====== Source document ======
Well, XSL 1.0 (which is the one that comes for free with Solr/java)
doesn't handle dates and times at all. XSL 2.0 handles it well enough,
but it's only supported through a GPL jar, which we can't distribute.

It's more than string processing, anyway. I would want to convert the
Solr Time 2007-03-15T00:41:5:2Z to March 15th, 2007 in a web app.
I'd also like to say 'Posted 3 days ago. In my vision of things, that
work is done on Solr's side. (The former case with a strftime type
formatter in solrconfig, the latter by having strftime return the day
number this year.)







--
http://variogr.am/
[EMAIL PROTECTED]





Re: dates times

2007-05-10 Thread Chris Hostetter

: It's more than string processing, anyway. I would want to convert the
: Solr Time 2007-03-15T00:41:5:2Z to March 15th, 2007 in a web app.
: I'd also like to say 'Posted 3 days ago. In my vision of things,
: that work is done on Solr's side. (The former case with a strftime
: type formatter in solrconfig, the latter by having strftime return
: the day number this year.)

One of the early architecture/design principles of the Solr search
APIs was compute secondary info about a result if it's more
efficient or easier to compute in Solr then it would be for a client to do
it -- DocSet caches, facet counts, and sorting/pagination being
great examples of things where Solr can do less work to get the same
info out of raw data then a client app would because of it's low level
access to the data, and becuase of how much data would need to go over the
wire for the client to do the same computation. ... that's largely just a
lit bit of historic trivial however, Solr has a lot of features now which
might not hold up to the yard stick, but i mention it only to clarify one
of hte reasons Solr didnt' have more 'configurable date formatting to
start with.
====== Records for the exercise ======
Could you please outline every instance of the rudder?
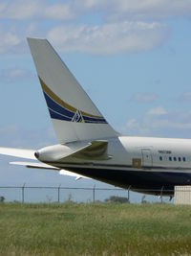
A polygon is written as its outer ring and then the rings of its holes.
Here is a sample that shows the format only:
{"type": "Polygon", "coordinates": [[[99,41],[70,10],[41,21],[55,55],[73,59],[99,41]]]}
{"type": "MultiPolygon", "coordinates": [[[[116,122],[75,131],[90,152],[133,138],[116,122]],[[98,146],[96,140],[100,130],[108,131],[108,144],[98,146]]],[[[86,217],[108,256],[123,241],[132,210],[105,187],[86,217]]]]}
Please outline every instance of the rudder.
{"type": "Polygon", "coordinates": [[[48,40],[28,43],[59,143],[117,136],[48,40]]]}

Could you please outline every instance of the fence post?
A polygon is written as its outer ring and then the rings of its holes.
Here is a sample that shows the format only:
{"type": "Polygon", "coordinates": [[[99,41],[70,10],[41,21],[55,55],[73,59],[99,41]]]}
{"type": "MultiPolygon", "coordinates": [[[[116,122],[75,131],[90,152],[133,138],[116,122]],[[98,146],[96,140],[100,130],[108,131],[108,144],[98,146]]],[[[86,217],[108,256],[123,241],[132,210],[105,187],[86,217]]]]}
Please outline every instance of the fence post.
{"type": "Polygon", "coordinates": [[[25,183],[22,186],[22,203],[25,202],[25,183]]]}
{"type": "Polygon", "coordinates": [[[93,202],[95,203],[95,191],[96,191],[96,185],[94,185],[93,188],[93,202]]]}
{"type": "Polygon", "coordinates": [[[60,186],[61,184],[57,187],[57,202],[60,202],[60,186]]]}
{"type": "Polygon", "coordinates": [[[163,202],[163,200],[162,200],[163,188],[164,188],[164,186],[161,187],[161,191],[160,191],[160,203],[163,202]]]}
{"type": "Polygon", "coordinates": [[[127,190],[128,191],[128,202],[130,202],[130,188],[131,188],[131,186],[129,186],[128,190],[127,190]]]}

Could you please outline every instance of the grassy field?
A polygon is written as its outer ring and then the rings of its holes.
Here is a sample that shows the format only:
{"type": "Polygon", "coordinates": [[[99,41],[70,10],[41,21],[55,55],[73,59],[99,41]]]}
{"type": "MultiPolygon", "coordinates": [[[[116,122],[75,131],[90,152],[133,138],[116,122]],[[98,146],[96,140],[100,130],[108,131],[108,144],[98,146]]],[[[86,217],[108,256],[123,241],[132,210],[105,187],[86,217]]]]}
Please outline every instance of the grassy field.
{"type": "Polygon", "coordinates": [[[1,203],[0,255],[191,255],[191,207],[1,203]]]}

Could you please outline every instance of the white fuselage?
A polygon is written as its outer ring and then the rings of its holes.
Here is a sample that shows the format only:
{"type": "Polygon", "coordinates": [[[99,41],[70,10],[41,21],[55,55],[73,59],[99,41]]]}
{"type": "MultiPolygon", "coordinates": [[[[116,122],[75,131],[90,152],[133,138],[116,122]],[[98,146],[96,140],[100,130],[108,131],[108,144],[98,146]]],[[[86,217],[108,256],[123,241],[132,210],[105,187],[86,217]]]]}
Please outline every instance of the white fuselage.
{"type": "Polygon", "coordinates": [[[85,142],[44,148],[39,151],[39,160],[120,187],[144,189],[151,194],[159,194],[161,189],[173,194],[175,185],[191,184],[191,140],[128,136],[107,140],[111,156],[108,160],[66,161],[66,156],[85,142]],[[59,160],[54,157],[57,155],[59,160]]]}

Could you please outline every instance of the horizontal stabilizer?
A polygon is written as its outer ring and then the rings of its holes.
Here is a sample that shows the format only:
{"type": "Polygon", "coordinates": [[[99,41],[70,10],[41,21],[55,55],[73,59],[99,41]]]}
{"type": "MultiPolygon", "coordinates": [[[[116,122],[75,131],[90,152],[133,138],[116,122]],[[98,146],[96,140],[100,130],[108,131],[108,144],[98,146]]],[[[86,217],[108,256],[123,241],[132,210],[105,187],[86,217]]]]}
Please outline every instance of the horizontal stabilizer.
{"type": "Polygon", "coordinates": [[[48,170],[55,170],[59,171],[59,168],[37,162],[10,162],[11,165],[21,165],[27,168],[37,168],[37,169],[48,169],[48,170]]]}
{"type": "Polygon", "coordinates": [[[75,177],[75,180],[78,180],[80,178],[88,178],[88,179],[91,179],[90,177],[88,176],[84,176],[84,175],[77,175],[75,173],[72,173],[72,172],[69,172],[69,171],[66,171],[66,170],[61,170],[59,172],[59,174],[61,175],[67,175],[67,176],[74,176],[75,177]]]}
{"type": "Polygon", "coordinates": [[[20,150],[11,148],[0,148],[0,154],[36,160],[33,150],[20,150]]]}
{"type": "Polygon", "coordinates": [[[112,156],[108,155],[107,149],[107,141],[93,141],[84,148],[79,149],[72,154],[64,157],[63,160],[72,160],[74,158],[83,160],[109,160],[112,158],[112,156]]]}
{"type": "Polygon", "coordinates": [[[19,165],[19,166],[25,166],[27,168],[36,168],[36,169],[46,169],[46,170],[53,170],[53,171],[59,171],[59,175],[67,175],[67,176],[73,176],[75,177],[75,180],[78,180],[80,178],[90,178],[87,176],[79,175],[75,173],[72,173],[66,170],[60,170],[59,168],[44,164],[44,163],[37,163],[37,162],[10,162],[11,165],[19,165]]]}

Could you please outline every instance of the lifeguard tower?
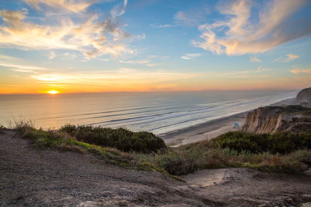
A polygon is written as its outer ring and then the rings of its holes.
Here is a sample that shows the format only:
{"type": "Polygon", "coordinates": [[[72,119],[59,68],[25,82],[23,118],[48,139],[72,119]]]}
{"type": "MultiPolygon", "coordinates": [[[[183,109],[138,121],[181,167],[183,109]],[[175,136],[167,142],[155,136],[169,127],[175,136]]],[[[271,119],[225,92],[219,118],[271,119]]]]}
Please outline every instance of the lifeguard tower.
{"type": "Polygon", "coordinates": [[[238,129],[239,128],[239,124],[238,124],[238,122],[234,122],[234,124],[233,128],[236,129],[238,129]]]}

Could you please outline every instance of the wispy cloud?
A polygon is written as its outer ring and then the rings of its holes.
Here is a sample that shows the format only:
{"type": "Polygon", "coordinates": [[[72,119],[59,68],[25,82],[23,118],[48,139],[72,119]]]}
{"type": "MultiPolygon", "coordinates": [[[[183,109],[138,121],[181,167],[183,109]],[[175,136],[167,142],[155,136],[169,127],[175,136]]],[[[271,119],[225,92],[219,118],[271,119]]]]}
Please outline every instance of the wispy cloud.
{"type": "Polygon", "coordinates": [[[148,64],[146,64],[146,65],[147,66],[149,66],[149,67],[152,67],[153,66],[159,65],[161,65],[162,64],[161,63],[149,63],[148,64]]]}
{"type": "Polygon", "coordinates": [[[259,13],[259,21],[249,20],[254,4],[250,0],[238,0],[219,4],[217,8],[226,17],[199,26],[202,34],[191,42],[217,54],[240,55],[263,52],[291,40],[311,34],[311,22],[301,19],[294,22],[286,20],[309,2],[307,0],[268,1],[259,13]],[[297,22],[299,22],[299,23],[297,22]],[[218,38],[216,31],[221,29],[225,36],[218,38]]]}
{"type": "Polygon", "coordinates": [[[77,55],[75,52],[73,52],[72,53],[65,52],[64,53],[64,55],[68,57],[70,59],[75,59],[78,56],[77,55]]]}
{"type": "Polygon", "coordinates": [[[46,56],[48,57],[48,59],[49,60],[52,60],[55,58],[55,53],[53,51],[50,51],[46,54],[46,56]]]}
{"type": "Polygon", "coordinates": [[[253,57],[252,56],[249,56],[249,61],[251,62],[262,62],[262,61],[257,58],[256,57],[253,57]]]}
{"type": "MultiPolygon", "coordinates": [[[[98,1],[96,0],[23,0],[34,9],[42,11],[58,10],[77,13],[84,11],[88,7],[98,1]]],[[[26,10],[26,11],[28,11],[26,10]]]]}
{"type": "Polygon", "coordinates": [[[80,14],[97,1],[24,0],[33,8],[46,12],[51,11],[62,18],[49,16],[53,25],[40,24],[27,19],[26,11],[0,11],[3,24],[0,27],[0,45],[25,50],[65,49],[80,52],[87,59],[108,55],[113,58],[136,52],[127,44],[141,39],[146,35],[135,36],[119,26],[119,17],[125,12],[127,3],[115,6],[103,20],[96,14],[84,13],[74,21],[64,11],[80,14]]]}
{"type": "Polygon", "coordinates": [[[264,71],[268,71],[268,70],[271,70],[271,69],[268,69],[267,68],[262,68],[261,66],[259,66],[257,68],[257,70],[256,70],[254,71],[255,72],[262,72],[264,71]]]}
{"type": "Polygon", "coordinates": [[[281,60],[281,58],[282,58],[282,57],[280,57],[279,58],[276,58],[276,59],[275,60],[274,60],[273,61],[272,61],[272,62],[277,62],[277,61],[279,61],[280,60],[281,60]]]}
{"type": "Polygon", "coordinates": [[[288,62],[299,57],[299,56],[294,54],[288,54],[287,56],[288,57],[287,59],[284,61],[284,62],[288,62]]]}
{"type": "Polygon", "coordinates": [[[13,71],[23,73],[31,73],[37,74],[39,71],[49,70],[46,68],[27,65],[16,65],[4,62],[0,62],[0,66],[9,68],[13,71]]]}
{"type": "Polygon", "coordinates": [[[188,53],[180,56],[180,57],[185,60],[191,60],[197,57],[200,56],[202,55],[200,53],[188,53]]]}
{"type": "Polygon", "coordinates": [[[210,10],[207,7],[192,9],[186,11],[179,11],[174,18],[178,25],[185,26],[198,25],[206,20],[206,15],[210,13],[210,10]]]}
{"type": "Polygon", "coordinates": [[[305,70],[291,70],[293,73],[295,74],[299,74],[299,73],[311,73],[311,68],[307,69],[305,70]]]}
{"type": "Polygon", "coordinates": [[[144,59],[128,61],[121,60],[119,61],[119,62],[122,63],[128,63],[129,64],[146,64],[151,62],[151,61],[150,60],[144,59]]]}
{"type": "Polygon", "coordinates": [[[233,76],[234,78],[266,78],[269,77],[269,75],[235,75],[233,76]]]}
{"type": "Polygon", "coordinates": [[[173,26],[173,25],[155,25],[154,24],[152,24],[152,25],[149,25],[151,27],[153,27],[154,28],[162,28],[163,27],[171,27],[173,26]]]}

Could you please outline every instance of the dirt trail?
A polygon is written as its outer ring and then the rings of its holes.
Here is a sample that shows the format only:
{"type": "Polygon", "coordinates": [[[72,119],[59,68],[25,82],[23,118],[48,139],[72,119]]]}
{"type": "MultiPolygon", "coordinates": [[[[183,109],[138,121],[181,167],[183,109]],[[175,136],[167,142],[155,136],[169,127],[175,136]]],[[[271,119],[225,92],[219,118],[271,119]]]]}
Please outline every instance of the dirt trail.
{"type": "Polygon", "coordinates": [[[104,163],[90,154],[36,150],[14,131],[3,132],[0,205],[251,206],[278,201],[293,205],[311,193],[309,176],[214,169],[184,176],[185,183],[104,163]]]}

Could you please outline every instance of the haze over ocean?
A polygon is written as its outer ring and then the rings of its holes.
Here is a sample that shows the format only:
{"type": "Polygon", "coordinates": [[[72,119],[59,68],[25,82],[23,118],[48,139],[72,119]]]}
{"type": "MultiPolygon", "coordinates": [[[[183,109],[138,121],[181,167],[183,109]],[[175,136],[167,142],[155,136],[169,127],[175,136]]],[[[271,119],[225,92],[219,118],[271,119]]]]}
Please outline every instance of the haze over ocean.
{"type": "Polygon", "coordinates": [[[294,97],[297,91],[244,91],[0,95],[0,124],[24,117],[36,126],[66,123],[159,134],[294,97]]]}

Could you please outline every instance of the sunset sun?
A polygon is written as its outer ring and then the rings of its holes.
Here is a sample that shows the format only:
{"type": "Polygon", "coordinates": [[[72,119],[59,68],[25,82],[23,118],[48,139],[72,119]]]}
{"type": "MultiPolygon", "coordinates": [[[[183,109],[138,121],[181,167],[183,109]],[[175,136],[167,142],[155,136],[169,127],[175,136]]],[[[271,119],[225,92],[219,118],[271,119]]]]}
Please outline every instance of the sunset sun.
{"type": "Polygon", "coordinates": [[[59,92],[58,91],[48,91],[47,92],[50,94],[56,94],[56,93],[58,93],[59,92]]]}

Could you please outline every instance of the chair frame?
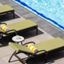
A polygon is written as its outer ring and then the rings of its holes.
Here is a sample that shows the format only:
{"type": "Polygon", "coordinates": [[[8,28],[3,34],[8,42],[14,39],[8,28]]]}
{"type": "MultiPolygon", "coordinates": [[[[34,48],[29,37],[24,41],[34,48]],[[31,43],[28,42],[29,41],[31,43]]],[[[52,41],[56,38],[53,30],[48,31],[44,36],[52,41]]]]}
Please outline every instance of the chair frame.
{"type": "MultiPolygon", "coordinates": [[[[35,42],[33,42],[33,41],[31,41],[31,42],[28,42],[28,43],[25,43],[25,44],[23,44],[23,45],[26,45],[26,44],[29,44],[29,43],[33,43],[33,44],[35,44],[35,42]]],[[[15,56],[16,58],[18,58],[18,60],[21,62],[21,63],[23,63],[23,64],[25,64],[26,63],[26,61],[27,61],[27,59],[29,59],[29,58],[31,58],[31,57],[35,57],[35,56],[37,56],[37,53],[39,53],[39,52],[44,52],[43,54],[45,54],[45,62],[47,62],[48,61],[48,56],[47,56],[47,54],[48,54],[48,52],[47,51],[45,51],[45,50],[40,50],[40,51],[37,51],[36,53],[26,53],[26,52],[23,52],[23,51],[14,51],[13,53],[12,53],[12,55],[10,56],[10,58],[9,58],[9,60],[8,60],[8,62],[11,62],[11,59],[12,59],[12,57],[13,56],[15,56]],[[27,58],[20,58],[17,54],[19,54],[19,53],[24,53],[24,54],[26,54],[28,57],[27,58]]]]}

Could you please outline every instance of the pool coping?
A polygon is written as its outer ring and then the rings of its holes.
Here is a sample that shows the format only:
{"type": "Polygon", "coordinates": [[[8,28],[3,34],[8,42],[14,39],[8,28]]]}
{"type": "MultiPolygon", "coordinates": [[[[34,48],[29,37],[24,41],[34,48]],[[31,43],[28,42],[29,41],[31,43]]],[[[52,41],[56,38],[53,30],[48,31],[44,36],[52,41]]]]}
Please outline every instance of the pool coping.
{"type": "Polygon", "coordinates": [[[15,9],[15,12],[18,13],[19,16],[22,16],[25,19],[30,19],[36,22],[39,28],[43,29],[53,37],[61,37],[64,39],[64,31],[57,28],[56,26],[52,25],[51,23],[47,22],[46,20],[42,19],[41,17],[37,16],[36,14],[30,12],[29,10],[25,9],[24,7],[18,5],[17,3],[13,2],[12,0],[0,1],[2,4],[8,4],[15,9]],[[21,12],[20,12],[21,11],[21,12]]]}

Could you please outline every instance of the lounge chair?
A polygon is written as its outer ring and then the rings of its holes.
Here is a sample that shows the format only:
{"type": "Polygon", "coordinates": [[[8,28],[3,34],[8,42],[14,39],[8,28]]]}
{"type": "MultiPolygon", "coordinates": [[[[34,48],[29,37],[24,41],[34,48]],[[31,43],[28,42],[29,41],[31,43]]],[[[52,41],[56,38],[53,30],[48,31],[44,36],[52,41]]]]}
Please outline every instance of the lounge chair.
{"type": "MultiPolygon", "coordinates": [[[[0,23],[5,24],[5,23],[0,23]]],[[[6,25],[6,24],[5,24],[6,25]]],[[[13,24],[8,24],[6,25],[6,27],[9,29],[8,31],[3,31],[2,29],[0,29],[0,33],[1,34],[12,34],[12,33],[16,33],[19,31],[32,31],[32,30],[36,30],[36,34],[38,33],[38,25],[36,23],[34,23],[31,20],[24,20],[24,21],[20,21],[20,22],[16,22],[13,24]]]]}
{"type": "Polygon", "coordinates": [[[13,18],[15,18],[14,9],[9,5],[0,5],[0,15],[4,15],[7,13],[12,13],[13,18]]]}
{"type": "MultiPolygon", "coordinates": [[[[31,56],[38,56],[40,54],[45,54],[47,56],[47,53],[50,51],[62,49],[64,47],[64,40],[61,38],[54,38],[45,42],[37,43],[35,44],[34,42],[28,42],[26,44],[16,44],[13,42],[9,42],[9,45],[15,50],[15,52],[12,54],[12,56],[9,59],[9,62],[11,61],[11,58],[13,56],[17,57],[23,64],[25,64],[18,56],[17,54],[19,52],[24,53],[29,57],[31,56]],[[37,48],[37,52],[33,53],[31,52],[27,47],[26,44],[33,43],[33,45],[37,48]]],[[[46,59],[47,61],[47,59],[46,59]]]]}

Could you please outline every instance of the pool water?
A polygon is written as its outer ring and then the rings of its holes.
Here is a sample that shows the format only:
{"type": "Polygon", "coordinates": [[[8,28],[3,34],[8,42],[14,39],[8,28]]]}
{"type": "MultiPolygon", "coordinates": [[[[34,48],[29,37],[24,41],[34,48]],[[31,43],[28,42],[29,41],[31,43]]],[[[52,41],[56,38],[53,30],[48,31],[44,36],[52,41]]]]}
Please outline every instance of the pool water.
{"type": "Polygon", "coordinates": [[[64,0],[13,0],[64,30],[64,0]]]}

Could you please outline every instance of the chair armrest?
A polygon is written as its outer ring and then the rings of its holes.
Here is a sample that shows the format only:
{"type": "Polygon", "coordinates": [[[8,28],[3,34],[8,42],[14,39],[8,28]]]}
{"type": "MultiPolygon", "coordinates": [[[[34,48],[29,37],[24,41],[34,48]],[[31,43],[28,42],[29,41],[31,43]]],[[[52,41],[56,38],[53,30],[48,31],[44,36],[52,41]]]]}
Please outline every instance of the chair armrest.
{"type": "Polygon", "coordinates": [[[8,31],[6,31],[6,32],[10,32],[10,31],[14,31],[14,32],[15,32],[15,34],[17,35],[17,32],[16,32],[16,30],[15,30],[15,29],[11,29],[11,30],[8,30],[8,31]]]}
{"type": "Polygon", "coordinates": [[[31,42],[25,43],[25,44],[23,44],[23,45],[30,44],[30,43],[35,44],[35,42],[31,41],[31,42]]]}
{"type": "Polygon", "coordinates": [[[1,22],[0,22],[0,24],[5,24],[5,25],[7,25],[6,23],[1,23],[1,22]]]}

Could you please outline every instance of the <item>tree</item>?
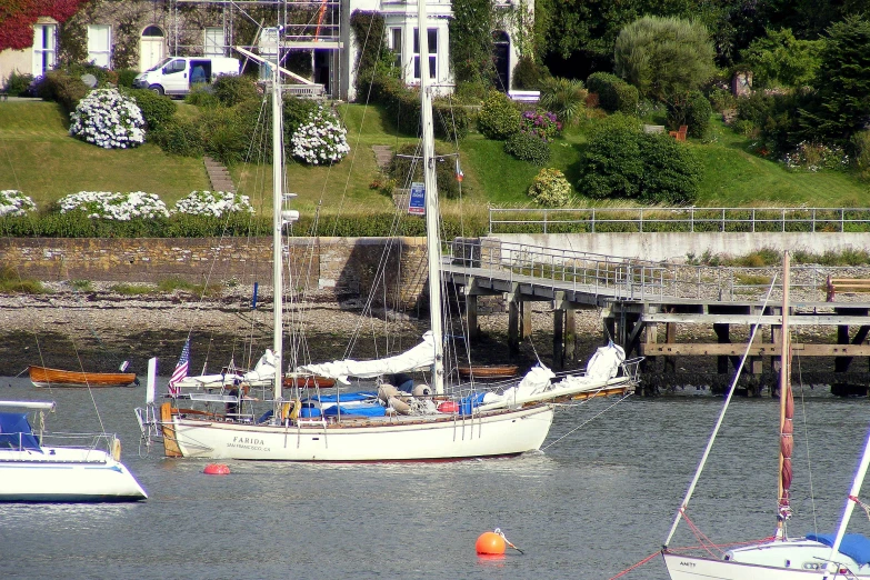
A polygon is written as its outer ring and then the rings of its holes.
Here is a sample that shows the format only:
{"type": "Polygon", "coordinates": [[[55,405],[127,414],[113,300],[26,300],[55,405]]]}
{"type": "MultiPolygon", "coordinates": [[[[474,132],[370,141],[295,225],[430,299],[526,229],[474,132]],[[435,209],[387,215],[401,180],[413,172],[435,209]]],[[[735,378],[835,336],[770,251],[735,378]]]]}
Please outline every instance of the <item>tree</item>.
{"type": "Polygon", "coordinates": [[[679,18],[643,17],[617,38],[617,74],[661,101],[697,89],[716,70],[707,27],[679,18]]]}
{"type": "Polygon", "coordinates": [[[457,82],[489,86],[492,62],[494,13],[490,0],[453,0],[450,20],[450,63],[457,82]]]}
{"type": "Polygon", "coordinates": [[[870,122],[870,21],[847,18],[828,29],[816,80],[816,103],[801,109],[801,126],[846,143],[870,122]]]}
{"type": "Polygon", "coordinates": [[[33,24],[40,17],[66,22],[88,0],[3,0],[0,2],[0,50],[33,44],[33,24]]]}
{"type": "Polygon", "coordinates": [[[752,86],[803,87],[812,83],[821,64],[824,40],[798,40],[791,30],[768,30],[741,52],[743,63],[752,70],[752,86]]]}

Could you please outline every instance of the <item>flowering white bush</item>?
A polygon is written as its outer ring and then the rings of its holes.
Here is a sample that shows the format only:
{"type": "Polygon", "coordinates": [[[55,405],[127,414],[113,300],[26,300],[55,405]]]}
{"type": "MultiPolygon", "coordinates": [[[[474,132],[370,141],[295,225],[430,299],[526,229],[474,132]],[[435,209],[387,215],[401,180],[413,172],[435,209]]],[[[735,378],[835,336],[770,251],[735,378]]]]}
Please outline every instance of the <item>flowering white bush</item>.
{"type": "Polygon", "coordinates": [[[33,200],[17,189],[0,190],[0,217],[26,216],[28,211],[37,209],[33,200]]]}
{"type": "Polygon", "coordinates": [[[350,152],[348,131],[322,106],[309,114],[308,122],[297,129],[290,143],[293,157],[311,166],[331,166],[350,152]]]}
{"type": "Polygon", "coordinates": [[[253,207],[251,207],[248,196],[240,196],[231,191],[191,191],[189,196],[178,200],[176,209],[172,210],[173,213],[214,216],[216,218],[233,211],[253,213],[253,207]]]}
{"type": "Polygon", "coordinates": [[[112,193],[111,191],[79,191],[61,198],[60,212],[81,210],[89,218],[129,221],[134,218],[168,218],[167,204],[153,193],[132,191],[112,193]]]}
{"type": "Polygon", "coordinates": [[[70,114],[70,134],[106,149],[144,142],[144,118],[130,97],[118,89],[94,89],[70,114]]]}

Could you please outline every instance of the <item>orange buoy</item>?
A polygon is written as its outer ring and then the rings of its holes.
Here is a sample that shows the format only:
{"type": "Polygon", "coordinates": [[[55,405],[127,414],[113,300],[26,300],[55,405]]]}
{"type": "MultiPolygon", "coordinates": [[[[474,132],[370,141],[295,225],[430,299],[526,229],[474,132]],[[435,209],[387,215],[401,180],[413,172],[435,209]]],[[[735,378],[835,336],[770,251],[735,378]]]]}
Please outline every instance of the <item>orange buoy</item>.
{"type": "Polygon", "coordinates": [[[474,544],[479,554],[493,556],[504,553],[504,538],[496,532],[483,532],[474,544]]]}
{"type": "Polygon", "coordinates": [[[207,476],[229,476],[230,468],[223,463],[209,463],[206,469],[202,470],[207,476]]]}

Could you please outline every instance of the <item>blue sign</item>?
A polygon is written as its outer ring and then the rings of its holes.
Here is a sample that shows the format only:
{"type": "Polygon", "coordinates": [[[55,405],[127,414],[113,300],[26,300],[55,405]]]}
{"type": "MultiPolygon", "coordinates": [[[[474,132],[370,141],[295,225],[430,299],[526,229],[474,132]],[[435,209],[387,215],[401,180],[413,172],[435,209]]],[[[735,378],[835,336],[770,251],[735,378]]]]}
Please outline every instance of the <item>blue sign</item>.
{"type": "Polygon", "coordinates": [[[414,181],[411,183],[411,200],[408,203],[408,213],[414,216],[426,214],[426,186],[414,181]]]}

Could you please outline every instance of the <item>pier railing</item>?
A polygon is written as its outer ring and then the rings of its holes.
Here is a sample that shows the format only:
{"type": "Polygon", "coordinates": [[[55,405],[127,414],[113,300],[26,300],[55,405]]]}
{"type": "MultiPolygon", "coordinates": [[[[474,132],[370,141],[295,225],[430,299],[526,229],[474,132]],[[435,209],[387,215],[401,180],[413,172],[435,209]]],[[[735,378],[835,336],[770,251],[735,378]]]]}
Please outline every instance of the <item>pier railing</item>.
{"type": "Polygon", "coordinates": [[[490,208],[490,233],[870,231],[870,208],[490,208]]]}
{"type": "MultiPolygon", "coordinates": [[[[451,250],[449,261],[452,266],[473,270],[479,276],[511,282],[533,281],[552,289],[606,294],[617,300],[757,301],[771,284],[771,297],[782,296],[778,266],[730,268],[668,263],[494,238],[457,238],[451,250]]],[[[824,301],[828,276],[870,278],[870,267],[792,267],[792,300],[824,301]]]]}

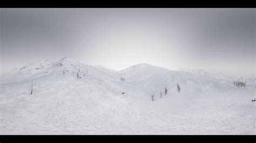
======
### What this exercise asks
a – How many lines in the listing contain the string "sunset"? Case matters, and the reply should be the number alone.
b – Continue the mailing-list thread on Solr date formatting, picking up right after its final sentence.

### Task-by-task outputs
a – 2

b –
it has been on the TaskList since the start of incubation however...

  * a DateTime field (or Query Parser extension) that allows flexible
input for easier human entered queries
  * allow alternate format for date output to ease client creation of
date objects?

One of hte reasons i dont' think anyone has tackled them yet is because
it's hard to get a holistic view of a solution, because there are really
several loosely related problems with date formatting issues:

The first is a discusion of the internal format and what resolution the
dates are stored at in the index itself.  if you *know* that you never
plan on querying with anything more fine grained then day resolution,
storing your dates with only day resolution can make your index a lot
smaller (and make date searches a lot faster).  with the current DateField
the same performance benefits can be achieved by rounding your dates
before indexing them, but if we were to make it a config option on
DateField itself to automaticly round, we would need to take this info
into account when parsing updates -- should the client be exepcted to know
what precision each date field uses?  do they send dates expressed using
the internal format, or as fully qualified times?  is it an
error/warning to attempt to index more datetime precision then a field
supports?

The second is a discussion of external format (which seems to be what
you are mostly discussing)  the most trivial way to address this would be
options on the ResponseWriters that allow them to be configured with
DateFormater Strings they would use to process any date they return .. but
that raises questions about the QueryParsing aspect as well ... should
date formating be a property of the response, or a property of the
request, such that both input and output formats are identicle?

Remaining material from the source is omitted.